Ciro Granados, Periodista

Mi foto
El Salvador

miércoles, 3 de diciembre de 2008

Los viajes del halcón: Versalles

Diciembre es un mes especial. ¿Por qué no dejamos a un lado la política y nos subimos en las alas del halcón para visitar diversas ciudades del mundo?
Esta es la primera de las postales que deseo compartir con ustedes para hacer honor a una persona muy especial, sin cuyo amor y visión no habría sido posible descubrir, vivir y disfrutar la aventura de mi existencia




Mi papá tenía la deliciosa costumbre de regalarme libros, incluso antes de que aprendiera a leer.
Gracias a esos libros pude desarrollar el espíritu aventurero y disfrutar, años después, la realización de muchos sueños de infancia.
En uno de esos libros "Las cien maravillas" atisbé los comportamientos de la corte en Versalles y las peripecias de los constructores del palacio real.

Y cuando años más tarde me sumergí en las lecturas sobre la Revolución Francesa teniendo como vértice del placer literario el magnífico libro María Antonieta, de Stephan Sweig, se formó en mí la fantasía de llegar a los cotos de caza de Luis XIV, a la recámara de la reina francesa, a las habitaciones de los delfines, al Petit Trianon, al Grand Trianon y a las fuentes y parterres de tan magnífica expresión de la arquitectura.

▶ EXTRACTOS DE ÍTEMS:
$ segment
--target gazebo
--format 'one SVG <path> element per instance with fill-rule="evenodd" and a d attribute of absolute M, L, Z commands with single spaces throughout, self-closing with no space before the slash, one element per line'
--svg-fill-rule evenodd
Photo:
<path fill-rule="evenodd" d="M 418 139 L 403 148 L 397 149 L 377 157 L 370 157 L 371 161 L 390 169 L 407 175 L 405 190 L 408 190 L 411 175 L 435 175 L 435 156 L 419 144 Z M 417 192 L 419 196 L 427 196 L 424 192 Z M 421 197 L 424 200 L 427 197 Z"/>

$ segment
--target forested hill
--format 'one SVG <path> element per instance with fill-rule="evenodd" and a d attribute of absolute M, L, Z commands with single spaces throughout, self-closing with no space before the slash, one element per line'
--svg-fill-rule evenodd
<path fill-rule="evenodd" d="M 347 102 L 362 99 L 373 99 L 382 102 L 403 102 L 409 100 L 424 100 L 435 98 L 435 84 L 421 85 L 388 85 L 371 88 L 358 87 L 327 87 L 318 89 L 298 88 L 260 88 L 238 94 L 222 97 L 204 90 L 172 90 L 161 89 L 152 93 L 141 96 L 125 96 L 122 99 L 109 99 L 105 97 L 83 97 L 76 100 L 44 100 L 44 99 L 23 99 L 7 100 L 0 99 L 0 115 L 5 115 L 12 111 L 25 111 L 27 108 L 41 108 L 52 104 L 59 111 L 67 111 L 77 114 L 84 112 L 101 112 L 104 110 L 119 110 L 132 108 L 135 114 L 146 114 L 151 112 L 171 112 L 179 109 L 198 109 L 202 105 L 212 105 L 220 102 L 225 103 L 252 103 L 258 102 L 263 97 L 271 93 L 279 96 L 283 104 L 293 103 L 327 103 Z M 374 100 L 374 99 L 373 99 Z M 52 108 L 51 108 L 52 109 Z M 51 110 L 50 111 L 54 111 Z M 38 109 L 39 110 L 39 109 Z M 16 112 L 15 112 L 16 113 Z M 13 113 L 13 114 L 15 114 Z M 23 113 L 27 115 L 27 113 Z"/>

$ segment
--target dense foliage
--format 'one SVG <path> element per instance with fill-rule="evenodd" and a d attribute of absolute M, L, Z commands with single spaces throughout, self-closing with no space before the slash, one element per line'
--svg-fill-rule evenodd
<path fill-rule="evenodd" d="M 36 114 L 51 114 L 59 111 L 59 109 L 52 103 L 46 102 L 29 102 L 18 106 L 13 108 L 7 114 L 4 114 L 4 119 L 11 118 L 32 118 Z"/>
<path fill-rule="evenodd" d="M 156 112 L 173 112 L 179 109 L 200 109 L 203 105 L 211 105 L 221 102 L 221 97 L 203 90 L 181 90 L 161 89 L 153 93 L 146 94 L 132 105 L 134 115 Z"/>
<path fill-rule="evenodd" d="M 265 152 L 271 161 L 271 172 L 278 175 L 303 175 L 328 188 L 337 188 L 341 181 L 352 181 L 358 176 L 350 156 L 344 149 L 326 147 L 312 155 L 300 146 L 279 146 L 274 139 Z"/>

▶ TUS INSTRUCCIONES:
Reproduce el pasaje de la entrada sobre Versalles que va desde "miércoles, 3 de" hasta "ciudades del mundo?", incluidas ambas partes.

▶ RESPUESTA DESARROLLADA:
miércoles, 3 de diciembre de 2008

Los viajes del halcón: Versalles

Diciembre es un mes especial. ¿Por qué no dejamos a un lado la política y nos subimos en las alas del halcón para visitar diversas ciudades del mundo?